Selection ▸
####################

Don’t go down the drain on an approach

By Bruce Williams

IFR pilots train for an event that they rarely perform in normal operations—circling approaches.

Charts

  • Charts
    Hermiston Municipal Airport in Oregon, has only circle-to-land (CTL) approaches.
  • Charts
    At an airport like Astoria Regional Airport (AST), circling might be preferable to a long approach over open water.
  • Charts
    While circling, you must fly the established traffic pattern even if a shortcut is tempting.
  • Charts
    A circling MDA is often well below the normal traffic pattern altitude.

Circling to land is typically reserved for practical tests and instrument proficiency checks, unless you operate from an airport like Hermiston, Oregon (HRI), where both approaches have only circle-to-land minimums. Even airline pilots don’t routinely circle to land—and then usually only the captain is allowed to do the flying and the weather must be at least basic VMC.

####################

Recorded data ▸

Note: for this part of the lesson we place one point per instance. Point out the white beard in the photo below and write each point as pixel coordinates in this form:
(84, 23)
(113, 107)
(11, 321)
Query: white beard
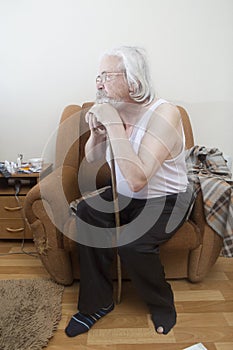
(101, 97)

####################

Set problem ▸ How would the article on circle-to-land approaches go on from its final sentence? Write the next part.

Response ▸
Circle-to-land minimums are established for two common reasons. If the angle between the final approach course and the extended runway centerline exceeds 30 degrees, or if the descent gradient is greater than 400 feet per nautical mile from the final approach fix to the threshold, only circle-to-land minimums are published. You can probably win a beer bet, however, if you ask an IFR pilot (or a CFII) for the third, more obscure, criterion. As the Instrument Procedures Handbook (page 4–11) explains, circle-to-land minimums are also the only option when “a runway is not clearly defined on the airfield,” perhaps because the markings have faded.

We easily recognize circle-to-land-only approaches because they have a letter from A to H in the procedure title, such as the “VOR-A” and “RNAV (GPS)-B” approaches at Hermiston. The title of an approach with at least one line of straight-in minimums includes a runway number; for example, the “RNAV (GPS) RWY 26” at Astoria, Oregon (AST).

Suppose you choose to fly a circling approach. For example, with winds out of the east at Astoria, you might prefer to fly the RNAV approach to Runway 26 and, weather permitting, circle to land on Runway 8 rather than wander far offshore at low altitude to set up for the RNAV (GPS) RWY 8. Leave whale-watching tours to the folks with the boats.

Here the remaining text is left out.